─── Material provided

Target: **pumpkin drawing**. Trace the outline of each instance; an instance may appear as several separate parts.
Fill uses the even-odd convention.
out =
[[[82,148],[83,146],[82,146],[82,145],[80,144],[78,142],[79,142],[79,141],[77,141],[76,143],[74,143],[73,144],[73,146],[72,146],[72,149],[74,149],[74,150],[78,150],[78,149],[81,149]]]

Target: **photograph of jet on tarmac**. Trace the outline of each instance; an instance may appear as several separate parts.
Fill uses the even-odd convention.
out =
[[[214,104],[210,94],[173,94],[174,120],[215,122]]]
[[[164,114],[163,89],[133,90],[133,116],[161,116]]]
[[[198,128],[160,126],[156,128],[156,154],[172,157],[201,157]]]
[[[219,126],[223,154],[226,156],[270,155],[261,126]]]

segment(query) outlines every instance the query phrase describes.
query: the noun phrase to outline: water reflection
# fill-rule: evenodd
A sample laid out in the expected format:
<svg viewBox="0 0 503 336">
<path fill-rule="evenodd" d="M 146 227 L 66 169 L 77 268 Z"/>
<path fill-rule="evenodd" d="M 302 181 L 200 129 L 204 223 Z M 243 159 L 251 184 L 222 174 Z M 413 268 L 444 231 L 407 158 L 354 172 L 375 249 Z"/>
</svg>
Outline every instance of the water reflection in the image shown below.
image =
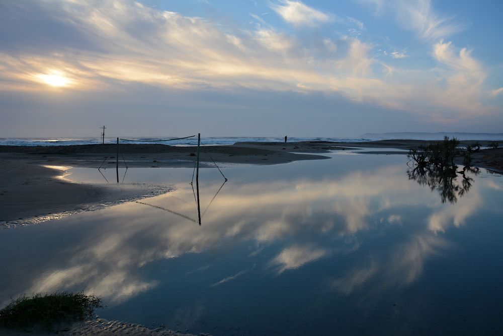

──────

Extract every line of all the items above verbatim, leaving out the pictures.

[Task answer]
Target: **pumpkin drawing**. Trace the outline of each instance; an instance may appear as several separate parts.
Fill uses the even-odd convention.
out =
[[[82,148],[83,146],[82,146],[82,145],[80,144],[78,142],[79,142],[79,141],[77,141],[76,143],[74,143],[73,144],[73,146],[72,146],[72,149],[74,149],[74,150],[78,150],[78,149],[81,149]]]

Target: **photograph of jet on tarmac**. Trace the outline of each instance; an instance may appear as several separate parts.
Fill uses the even-odd convention.
out =
[[[214,104],[210,94],[173,94],[174,120],[215,122]]]
[[[164,114],[163,89],[133,90],[133,116],[161,116]]]
[[[198,128],[160,126],[156,128],[156,154],[172,157],[201,157]]]
[[[219,126],[223,154],[226,156],[270,155],[261,126]]]

segment(query) outlines every instance the query phrase describes.
query: the noun phrase to outline: water reflection
# fill-rule: evenodd
A sample laid out in the expected format:
<svg viewBox="0 0 503 336">
<path fill-rule="evenodd" d="M 146 227 L 66 169 L 77 268 Z"/>
<path fill-rule="evenodd" d="M 302 181 L 200 129 L 204 223 Z M 243 159 L 251 184 L 222 174 Z M 413 268 L 444 231 L 407 158 L 354 172 L 375 249 Z"/>
</svg>
Outline every instance of the water reflection in the image shown below.
image =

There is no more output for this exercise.